> _PROBLEM STATEMENT_: Give again, word for word, every line in the entries below from the line with "[[1262, 53], [1242, 190]]" up to and including the line with "[[1340, 5], [1143, 354]]", and no other line.

☆ ☆ ☆ ☆ ☆

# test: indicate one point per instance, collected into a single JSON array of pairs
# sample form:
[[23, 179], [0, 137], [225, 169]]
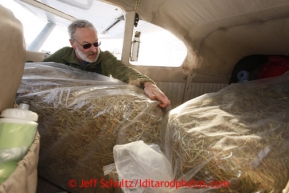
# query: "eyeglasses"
[[87, 46]]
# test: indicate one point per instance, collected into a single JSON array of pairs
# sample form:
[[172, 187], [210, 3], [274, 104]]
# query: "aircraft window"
[[158, 47], [32, 25]]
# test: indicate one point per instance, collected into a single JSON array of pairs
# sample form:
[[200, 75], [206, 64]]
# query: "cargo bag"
[[235, 140]]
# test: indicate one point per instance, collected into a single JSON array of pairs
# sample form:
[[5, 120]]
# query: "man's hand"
[[154, 93]]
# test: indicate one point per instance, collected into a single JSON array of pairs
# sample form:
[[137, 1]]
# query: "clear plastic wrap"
[[82, 116], [235, 140]]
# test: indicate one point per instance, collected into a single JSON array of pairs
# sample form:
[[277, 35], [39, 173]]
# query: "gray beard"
[[83, 56]]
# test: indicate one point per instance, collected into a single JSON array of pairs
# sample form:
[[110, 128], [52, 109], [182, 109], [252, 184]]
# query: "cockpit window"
[[159, 47]]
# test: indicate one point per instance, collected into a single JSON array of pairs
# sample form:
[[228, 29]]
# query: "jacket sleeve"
[[114, 67]]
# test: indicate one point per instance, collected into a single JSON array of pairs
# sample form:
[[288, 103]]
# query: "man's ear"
[[72, 43]]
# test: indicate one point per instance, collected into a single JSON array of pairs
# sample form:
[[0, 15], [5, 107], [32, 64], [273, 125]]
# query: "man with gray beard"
[[86, 55]]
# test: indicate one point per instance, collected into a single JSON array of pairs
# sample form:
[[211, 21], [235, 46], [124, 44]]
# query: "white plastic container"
[[18, 128]]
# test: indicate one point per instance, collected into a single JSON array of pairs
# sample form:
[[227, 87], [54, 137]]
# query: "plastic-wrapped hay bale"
[[81, 120], [237, 137]]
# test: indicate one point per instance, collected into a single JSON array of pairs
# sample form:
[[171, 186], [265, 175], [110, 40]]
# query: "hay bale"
[[81, 120], [238, 135]]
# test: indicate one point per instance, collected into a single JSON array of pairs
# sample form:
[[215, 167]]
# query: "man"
[[86, 55]]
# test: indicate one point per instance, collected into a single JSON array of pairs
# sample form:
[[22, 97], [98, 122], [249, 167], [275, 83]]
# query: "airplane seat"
[[12, 60]]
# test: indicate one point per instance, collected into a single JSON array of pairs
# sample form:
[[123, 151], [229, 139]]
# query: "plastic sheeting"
[[82, 115], [235, 140]]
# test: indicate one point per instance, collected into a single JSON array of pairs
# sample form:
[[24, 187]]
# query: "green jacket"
[[106, 64]]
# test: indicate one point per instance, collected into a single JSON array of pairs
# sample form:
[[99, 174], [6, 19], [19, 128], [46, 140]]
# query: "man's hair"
[[79, 24]]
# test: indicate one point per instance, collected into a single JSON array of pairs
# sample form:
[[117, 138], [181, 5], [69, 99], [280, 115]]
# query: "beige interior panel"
[[12, 57]]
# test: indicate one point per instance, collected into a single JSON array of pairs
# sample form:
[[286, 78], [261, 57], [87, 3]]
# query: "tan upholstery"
[[218, 33], [34, 56], [12, 57], [24, 178], [12, 60]]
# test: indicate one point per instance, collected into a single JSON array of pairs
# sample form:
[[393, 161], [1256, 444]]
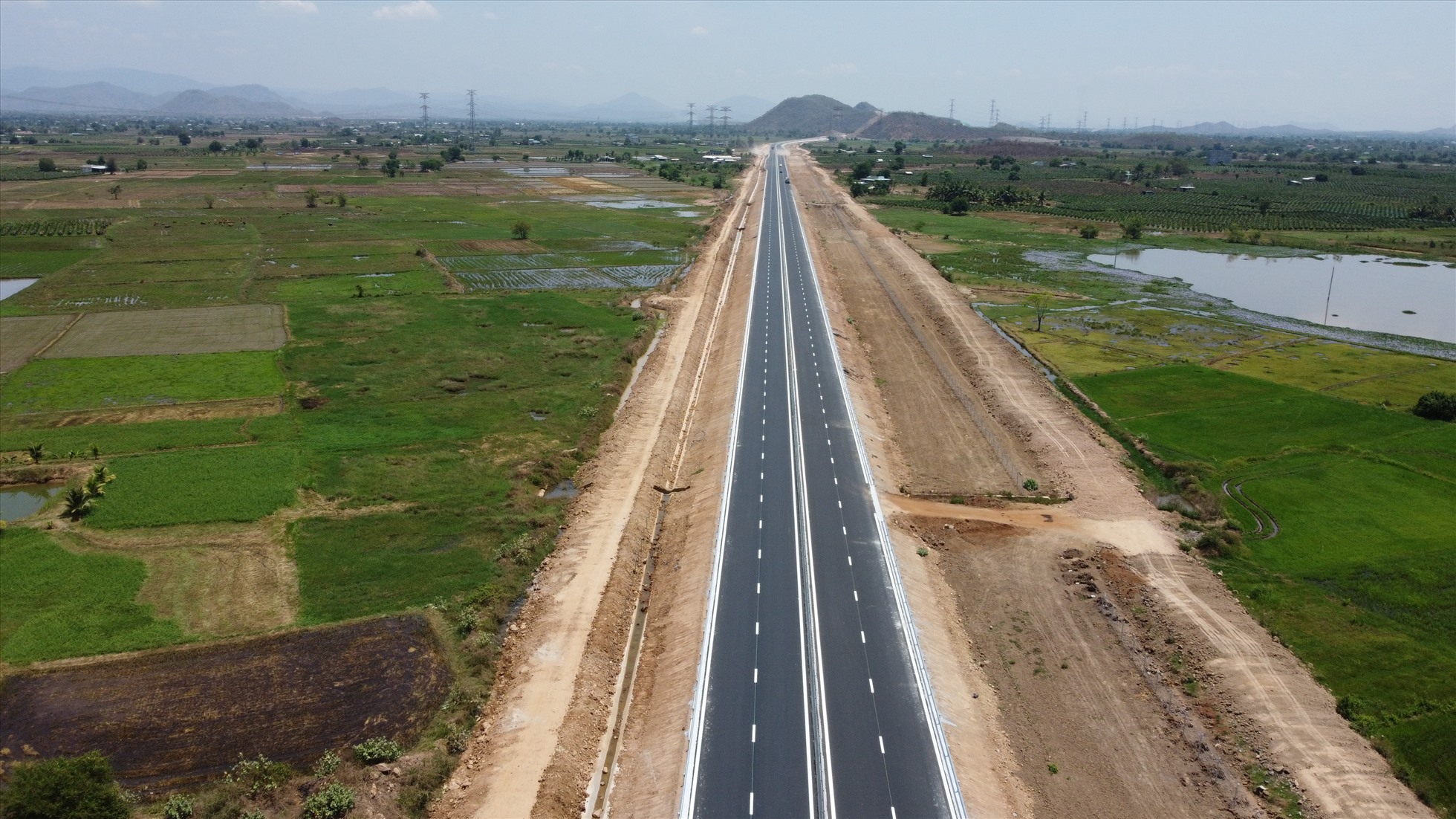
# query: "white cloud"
[[294, 6], [412, 10]]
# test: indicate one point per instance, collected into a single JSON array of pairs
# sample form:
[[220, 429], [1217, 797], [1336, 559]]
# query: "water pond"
[[1362, 292], [25, 500]]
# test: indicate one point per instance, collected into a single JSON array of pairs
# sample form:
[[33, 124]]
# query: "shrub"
[[1436, 406], [327, 764], [377, 749], [258, 776], [332, 802], [178, 806], [71, 787]]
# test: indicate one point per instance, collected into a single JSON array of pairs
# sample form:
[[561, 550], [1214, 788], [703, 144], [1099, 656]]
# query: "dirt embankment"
[[542, 735], [1172, 702]]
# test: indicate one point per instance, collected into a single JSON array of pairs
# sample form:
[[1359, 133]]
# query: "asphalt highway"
[[811, 696]]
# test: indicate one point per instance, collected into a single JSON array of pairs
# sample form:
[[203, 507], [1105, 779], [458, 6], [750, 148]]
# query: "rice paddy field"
[[312, 415]]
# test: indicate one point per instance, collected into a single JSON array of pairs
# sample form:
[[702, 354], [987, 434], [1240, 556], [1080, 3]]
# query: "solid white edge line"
[[932, 714], [689, 793]]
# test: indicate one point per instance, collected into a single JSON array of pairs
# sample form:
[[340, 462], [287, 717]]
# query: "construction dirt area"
[[1084, 665]]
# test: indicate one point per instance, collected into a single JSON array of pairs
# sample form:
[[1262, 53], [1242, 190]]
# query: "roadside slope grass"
[[127, 381], [1359, 580], [60, 603]]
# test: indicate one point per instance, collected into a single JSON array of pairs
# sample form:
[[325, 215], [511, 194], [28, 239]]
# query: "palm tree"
[[77, 503]]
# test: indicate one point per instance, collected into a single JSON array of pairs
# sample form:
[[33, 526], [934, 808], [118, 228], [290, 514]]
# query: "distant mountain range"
[[130, 91], [136, 92]]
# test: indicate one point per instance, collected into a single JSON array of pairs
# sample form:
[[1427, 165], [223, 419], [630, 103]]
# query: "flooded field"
[[25, 500], [1374, 294]]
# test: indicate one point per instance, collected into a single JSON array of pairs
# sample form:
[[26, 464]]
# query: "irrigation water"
[[1359, 292]]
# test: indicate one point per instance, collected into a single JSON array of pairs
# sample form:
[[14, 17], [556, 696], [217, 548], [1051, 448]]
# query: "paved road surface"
[[811, 697]]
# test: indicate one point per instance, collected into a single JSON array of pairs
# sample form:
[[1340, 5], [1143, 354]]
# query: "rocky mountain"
[[810, 115]]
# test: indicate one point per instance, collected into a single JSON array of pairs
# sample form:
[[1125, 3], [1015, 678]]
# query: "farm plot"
[[24, 335], [1357, 582], [33, 264], [169, 333], [559, 270], [227, 484], [92, 383], [180, 716]]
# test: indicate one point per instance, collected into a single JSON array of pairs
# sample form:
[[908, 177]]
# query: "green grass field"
[[1359, 582], [50, 385], [207, 485], [59, 603]]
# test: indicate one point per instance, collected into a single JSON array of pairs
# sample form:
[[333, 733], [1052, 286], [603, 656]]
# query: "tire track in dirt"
[[1333, 765]]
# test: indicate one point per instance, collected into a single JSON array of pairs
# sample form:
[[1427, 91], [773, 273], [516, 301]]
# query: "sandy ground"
[[542, 734], [1137, 742]]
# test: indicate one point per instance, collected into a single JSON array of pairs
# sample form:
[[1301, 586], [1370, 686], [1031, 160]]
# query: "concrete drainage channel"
[[600, 789], [628, 678]]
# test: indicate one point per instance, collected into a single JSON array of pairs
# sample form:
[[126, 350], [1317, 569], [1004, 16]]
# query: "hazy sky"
[[1347, 65]]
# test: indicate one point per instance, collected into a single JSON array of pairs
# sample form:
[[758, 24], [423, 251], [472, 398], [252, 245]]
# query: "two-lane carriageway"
[[811, 697]]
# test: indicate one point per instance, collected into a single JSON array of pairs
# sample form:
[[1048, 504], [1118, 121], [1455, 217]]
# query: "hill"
[[909, 126], [207, 104], [813, 114]]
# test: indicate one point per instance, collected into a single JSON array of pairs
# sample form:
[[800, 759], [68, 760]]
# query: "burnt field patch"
[[180, 716]]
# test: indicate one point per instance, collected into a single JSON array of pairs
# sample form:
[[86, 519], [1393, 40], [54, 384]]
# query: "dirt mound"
[[178, 716]]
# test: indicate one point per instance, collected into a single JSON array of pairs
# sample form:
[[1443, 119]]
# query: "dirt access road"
[[1125, 676], [546, 726]]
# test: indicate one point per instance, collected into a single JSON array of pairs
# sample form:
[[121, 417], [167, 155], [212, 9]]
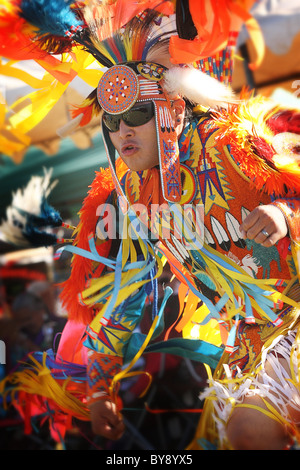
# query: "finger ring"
[[265, 233]]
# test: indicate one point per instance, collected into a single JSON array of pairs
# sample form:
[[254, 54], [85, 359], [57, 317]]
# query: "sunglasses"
[[136, 116]]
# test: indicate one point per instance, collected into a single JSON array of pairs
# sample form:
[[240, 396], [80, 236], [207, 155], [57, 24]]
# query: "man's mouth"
[[128, 149]]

☆ ☆ ☆ ☆ ☆

> _RESULT OF THE EXERCISE_:
[[1262, 53], [1242, 190]]
# query: "roadside slope grass"
[[127, 381], [1359, 580], [60, 603]]
# test: indicate one point per instance, collected into a single JSON array of pairs
# sample form:
[[325, 215], [511, 194], [28, 239]]
# query: "palm tree"
[[77, 503]]
# test: indicate one point per instance, collected into a single JSON array of pairs
# sample form:
[[33, 526], [934, 808], [118, 228], [290, 514]]
# query: "distant mountain range"
[[130, 91], [136, 92]]
# test: indicate one point per instance, collected into a single JSON array of pairs
# sample form:
[[1427, 165], [223, 419], [630, 103]]
# query: "flooded field"
[[25, 500], [1374, 294]]
# test: indicate one point per instance, collected into a single JSON array of pairs
# sample form:
[[26, 464]]
# query: "irrigation water"
[[1359, 292]]
# test: indicate one point per instance, collected into a single JSON array of pairs
# sample form:
[[14, 17], [556, 696], [217, 548], [1051, 448]]
# query: "paved road surface"
[[811, 697]]
# test: indicate one point per instance, collected into a single JSON array of pairs
# sample form:
[[1340, 5], [1143, 354]]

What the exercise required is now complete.